(Data extracted from a collection)
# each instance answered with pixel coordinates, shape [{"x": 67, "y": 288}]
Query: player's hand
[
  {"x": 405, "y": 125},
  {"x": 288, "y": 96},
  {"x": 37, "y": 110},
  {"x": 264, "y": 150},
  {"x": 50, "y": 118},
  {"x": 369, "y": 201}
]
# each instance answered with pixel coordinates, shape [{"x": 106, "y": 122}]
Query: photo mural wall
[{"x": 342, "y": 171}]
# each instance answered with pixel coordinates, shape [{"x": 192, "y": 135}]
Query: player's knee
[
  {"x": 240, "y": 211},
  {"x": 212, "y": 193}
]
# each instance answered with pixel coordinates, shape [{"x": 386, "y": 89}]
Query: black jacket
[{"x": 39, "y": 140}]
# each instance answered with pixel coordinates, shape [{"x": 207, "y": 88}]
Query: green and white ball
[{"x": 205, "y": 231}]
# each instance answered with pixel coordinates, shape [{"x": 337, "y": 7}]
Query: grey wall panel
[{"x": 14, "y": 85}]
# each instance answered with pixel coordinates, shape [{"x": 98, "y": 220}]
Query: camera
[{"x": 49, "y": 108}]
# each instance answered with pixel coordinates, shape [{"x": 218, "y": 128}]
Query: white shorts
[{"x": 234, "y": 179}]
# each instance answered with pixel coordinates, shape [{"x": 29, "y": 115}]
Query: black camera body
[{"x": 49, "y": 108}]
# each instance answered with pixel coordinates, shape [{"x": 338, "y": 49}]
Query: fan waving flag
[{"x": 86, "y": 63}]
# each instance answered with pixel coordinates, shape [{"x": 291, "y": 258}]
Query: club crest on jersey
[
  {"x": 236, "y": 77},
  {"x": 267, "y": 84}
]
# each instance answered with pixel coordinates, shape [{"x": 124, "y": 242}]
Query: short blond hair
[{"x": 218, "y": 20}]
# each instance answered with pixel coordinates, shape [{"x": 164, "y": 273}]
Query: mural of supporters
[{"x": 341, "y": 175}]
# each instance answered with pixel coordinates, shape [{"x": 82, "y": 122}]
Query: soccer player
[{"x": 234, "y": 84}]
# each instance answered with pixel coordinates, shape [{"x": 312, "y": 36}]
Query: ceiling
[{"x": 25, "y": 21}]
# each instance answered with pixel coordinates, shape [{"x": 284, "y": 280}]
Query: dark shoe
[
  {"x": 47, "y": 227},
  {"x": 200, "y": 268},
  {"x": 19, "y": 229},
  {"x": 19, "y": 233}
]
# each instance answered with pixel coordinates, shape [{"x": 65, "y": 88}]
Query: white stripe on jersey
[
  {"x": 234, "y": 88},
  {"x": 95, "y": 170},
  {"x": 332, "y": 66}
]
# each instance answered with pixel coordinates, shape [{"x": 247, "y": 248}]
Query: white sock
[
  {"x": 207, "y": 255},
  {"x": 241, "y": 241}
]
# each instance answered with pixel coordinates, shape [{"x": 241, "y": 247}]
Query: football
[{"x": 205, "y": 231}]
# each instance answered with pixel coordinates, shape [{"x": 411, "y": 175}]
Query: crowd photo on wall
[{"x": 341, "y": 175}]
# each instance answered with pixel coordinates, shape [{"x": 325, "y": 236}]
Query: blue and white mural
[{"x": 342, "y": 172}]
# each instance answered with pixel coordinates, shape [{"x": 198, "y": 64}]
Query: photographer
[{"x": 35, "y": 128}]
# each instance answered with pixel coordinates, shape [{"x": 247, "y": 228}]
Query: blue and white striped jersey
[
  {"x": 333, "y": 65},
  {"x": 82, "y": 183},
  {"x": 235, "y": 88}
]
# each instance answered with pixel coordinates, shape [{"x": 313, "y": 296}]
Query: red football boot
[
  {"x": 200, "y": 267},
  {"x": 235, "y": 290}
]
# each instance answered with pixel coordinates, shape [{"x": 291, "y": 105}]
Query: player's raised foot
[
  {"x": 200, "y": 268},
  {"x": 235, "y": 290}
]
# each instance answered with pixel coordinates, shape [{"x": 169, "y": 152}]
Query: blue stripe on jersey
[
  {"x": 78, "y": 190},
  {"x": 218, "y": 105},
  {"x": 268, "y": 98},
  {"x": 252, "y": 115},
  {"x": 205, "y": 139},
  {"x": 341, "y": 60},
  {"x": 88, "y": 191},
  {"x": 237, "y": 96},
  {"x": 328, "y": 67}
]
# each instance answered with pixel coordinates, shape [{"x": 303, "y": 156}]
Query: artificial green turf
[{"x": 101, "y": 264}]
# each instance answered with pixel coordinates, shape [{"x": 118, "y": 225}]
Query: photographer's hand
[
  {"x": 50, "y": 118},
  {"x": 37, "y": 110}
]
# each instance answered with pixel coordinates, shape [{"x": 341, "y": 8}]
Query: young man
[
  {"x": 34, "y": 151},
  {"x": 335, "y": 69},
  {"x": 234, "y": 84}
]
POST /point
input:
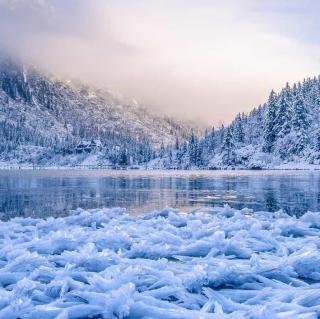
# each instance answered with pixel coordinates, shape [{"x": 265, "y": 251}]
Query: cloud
[{"x": 199, "y": 59}]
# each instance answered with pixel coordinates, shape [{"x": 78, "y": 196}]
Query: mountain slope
[
  {"x": 43, "y": 118},
  {"x": 284, "y": 132}
]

Problem description: Retype each entry precisely. Skip images entirely.

Response area:
# each instance answered with pixel coordinates, shape [{"x": 67, "y": 288}]
Query: player's hand
[
  {"x": 405, "y": 125},
  {"x": 288, "y": 96},
  {"x": 37, "y": 110},
  {"x": 264, "y": 150},
  {"x": 50, "y": 118},
  {"x": 369, "y": 201}
]
# each instance answered with pixel coordinates, shape [{"x": 106, "y": 122}]
Query: photo mural wall
[{"x": 342, "y": 171}]
# each instance answered with pixel coordinates, shape [{"x": 192, "y": 135}]
Query: player's knee
[
  {"x": 240, "y": 211},
  {"x": 212, "y": 193}
]
# each instance answered with pixel coordinates, shape [{"x": 386, "y": 89}]
Query: black jacket
[{"x": 39, "y": 140}]
# each instance answered with pixel coordinates, shape [{"x": 207, "y": 88}]
Query: green and white ball
[{"x": 205, "y": 231}]
# each instance answered with pixel coordinates, shape [{"x": 337, "y": 7}]
Query: grey wall panel
[{"x": 14, "y": 85}]
# each instance answered with pixel coordinates, shape [{"x": 98, "y": 220}]
Query: camera
[{"x": 49, "y": 108}]
# each instance answered with pixel coordinates, shape [{"x": 218, "y": 128}]
Query: white shorts
[{"x": 234, "y": 179}]
# each instance answered with pixel coordinates, shape [{"x": 29, "y": 115}]
Query: black camera body
[{"x": 49, "y": 108}]
# each instance answered with pixel coordinates, shape [{"x": 338, "y": 49}]
Query: fan waving flag
[{"x": 86, "y": 63}]
# each instance answered with pixel coordinates, shape [{"x": 291, "y": 258}]
Query: club crest on jersey
[
  {"x": 236, "y": 77},
  {"x": 267, "y": 84}
]
# each instance answered with pixel coordinates, shape [{"x": 124, "y": 242}]
Query: short blond hair
[{"x": 218, "y": 20}]
# each instance answered with pixel coordinates, shape [{"x": 164, "y": 273}]
Query: mural of supporters
[{"x": 341, "y": 175}]
# each instance answered with pixel coordinates, shape [{"x": 82, "y": 122}]
Query: soccer player
[{"x": 234, "y": 84}]
# each instance answered with pixel coordinates, shape [{"x": 312, "y": 36}]
Query: ceiling
[{"x": 25, "y": 21}]
# each instance answered with pixel coordinates, shape [{"x": 284, "y": 280}]
Query: dark shoe
[
  {"x": 47, "y": 227},
  {"x": 200, "y": 268},
  {"x": 19, "y": 229},
  {"x": 19, "y": 233}
]
# each instance answered with pixel coordinates, shape [{"x": 65, "y": 88}]
Query: white stripe on jersey
[
  {"x": 234, "y": 88},
  {"x": 95, "y": 170},
  {"x": 332, "y": 66}
]
# each instance answered with pixel coordinates, shape [{"x": 247, "y": 248}]
Query: white sock
[
  {"x": 207, "y": 255},
  {"x": 241, "y": 241}
]
# each instance answered with pixel coordinates, shape [{"x": 241, "y": 247}]
Query: football
[{"x": 205, "y": 231}]
# each instance answered with pixel coordinates, shape [{"x": 411, "y": 175}]
Query: crowd photo on wall
[{"x": 341, "y": 175}]
# each instance answered with pixel coordinates, shape [{"x": 325, "y": 236}]
Query: blue and white mural
[{"x": 342, "y": 172}]
# each instance answered with pixel coordinates, shape [{"x": 198, "y": 64}]
Query: photographer
[{"x": 35, "y": 128}]
# each instance answered with pixel coordinates, shape [{"x": 247, "y": 228}]
Query: blue and white striped jersey
[
  {"x": 333, "y": 65},
  {"x": 82, "y": 183},
  {"x": 235, "y": 88}
]
# each instance answered with pixel coordinates, shape [{"x": 313, "y": 296}]
Query: red football boot
[
  {"x": 200, "y": 267},
  {"x": 235, "y": 290}
]
# each instance answered with pixel coordinates, shape [{"x": 291, "y": 105}]
Query: player's raised foot
[
  {"x": 200, "y": 268},
  {"x": 235, "y": 290}
]
# each instance answered with pixel coordinates, shape [{"x": 169, "y": 152}]
Query: blue stripe on jersey
[
  {"x": 78, "y": 190},
  {"x": 218, "y": 105},
  {"x": 268, "y": 98},
  {"x": 252, "y": 115},
  {"x": 205, "y": 139},
  {"x": 341, "y": 60},
  {"x": 88, "y": 191},
  {"x": 237, "y": 96},
  {"x": 328, "y": 67}
]
# each instance answered with pixel coordinates, shape [{"x": 303, "y": 156}]
Query: artificial green turf
[{"x": 101, "y": 264}]
# each instance answered with pixel coordinates, shape [{"x": 118, "y": 225}]
Query: photographer's hand
[
  {"x": 50, "y": 118},
  {"x": 37, "y": 110}
]
# each instance answered with pixel coordinates, shape [{"x": 341, "y": 8}]
Query: young man
[
  {"x": 34, "y": 151},
  {"x": 335, "y": 69},
  {"x": 234, "y": 84}
]
POST /point
input:
# each instance answered with pixel coordinates, shape [{"x": 265, "y": 251}]
Query: cloud
[{"x": 199, "y": 59}]
# each instance answered with pixel coordinates, shape [{"x": 78, "y": 196}]
Query: mountain slope
[
  {"x": 43, "y": 118},
  {"x": 284, "y": 132}
]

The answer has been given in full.